Stored records:
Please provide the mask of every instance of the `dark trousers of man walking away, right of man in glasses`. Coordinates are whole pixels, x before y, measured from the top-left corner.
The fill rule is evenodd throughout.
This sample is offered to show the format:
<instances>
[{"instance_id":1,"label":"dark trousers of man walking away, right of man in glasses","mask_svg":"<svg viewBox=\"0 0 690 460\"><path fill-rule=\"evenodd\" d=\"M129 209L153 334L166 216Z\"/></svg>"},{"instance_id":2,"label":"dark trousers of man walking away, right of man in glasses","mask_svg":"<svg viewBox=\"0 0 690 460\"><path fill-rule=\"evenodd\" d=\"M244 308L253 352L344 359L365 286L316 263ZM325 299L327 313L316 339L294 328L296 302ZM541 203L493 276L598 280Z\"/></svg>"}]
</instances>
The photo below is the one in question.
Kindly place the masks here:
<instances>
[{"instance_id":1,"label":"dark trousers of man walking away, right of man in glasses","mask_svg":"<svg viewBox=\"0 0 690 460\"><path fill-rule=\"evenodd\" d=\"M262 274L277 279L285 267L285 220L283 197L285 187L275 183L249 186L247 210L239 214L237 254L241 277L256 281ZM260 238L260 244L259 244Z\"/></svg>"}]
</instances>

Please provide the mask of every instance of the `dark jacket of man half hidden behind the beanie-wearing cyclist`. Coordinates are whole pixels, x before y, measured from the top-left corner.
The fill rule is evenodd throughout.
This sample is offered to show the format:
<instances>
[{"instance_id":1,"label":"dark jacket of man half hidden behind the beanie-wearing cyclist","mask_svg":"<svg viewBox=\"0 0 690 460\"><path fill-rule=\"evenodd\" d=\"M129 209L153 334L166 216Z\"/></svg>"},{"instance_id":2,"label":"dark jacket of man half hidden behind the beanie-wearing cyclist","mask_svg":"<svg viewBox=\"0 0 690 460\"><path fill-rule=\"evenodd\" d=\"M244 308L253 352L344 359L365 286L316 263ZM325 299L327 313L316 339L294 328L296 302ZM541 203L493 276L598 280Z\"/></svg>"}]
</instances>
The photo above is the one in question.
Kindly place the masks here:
--
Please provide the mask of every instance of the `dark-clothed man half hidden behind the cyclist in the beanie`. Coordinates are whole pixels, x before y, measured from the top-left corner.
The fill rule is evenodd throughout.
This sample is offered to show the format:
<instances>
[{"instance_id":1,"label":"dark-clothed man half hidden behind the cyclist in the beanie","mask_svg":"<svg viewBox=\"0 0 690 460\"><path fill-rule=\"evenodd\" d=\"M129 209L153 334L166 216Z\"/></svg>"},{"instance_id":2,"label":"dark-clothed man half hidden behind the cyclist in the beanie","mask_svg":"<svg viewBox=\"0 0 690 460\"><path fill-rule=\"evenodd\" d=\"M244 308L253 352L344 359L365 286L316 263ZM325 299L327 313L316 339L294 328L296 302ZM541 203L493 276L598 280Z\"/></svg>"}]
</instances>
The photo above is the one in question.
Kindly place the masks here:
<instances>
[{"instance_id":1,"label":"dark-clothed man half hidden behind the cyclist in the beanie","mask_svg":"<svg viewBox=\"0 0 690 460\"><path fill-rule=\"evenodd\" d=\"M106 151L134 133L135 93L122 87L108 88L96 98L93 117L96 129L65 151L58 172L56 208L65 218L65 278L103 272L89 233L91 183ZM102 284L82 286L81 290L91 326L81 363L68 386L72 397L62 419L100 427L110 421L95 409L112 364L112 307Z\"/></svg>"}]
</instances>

WHAT THE TASK REQUIRES: From the entries above, say how many lines contain "left". Only the number is wanted.

TASK SOLUTION: 3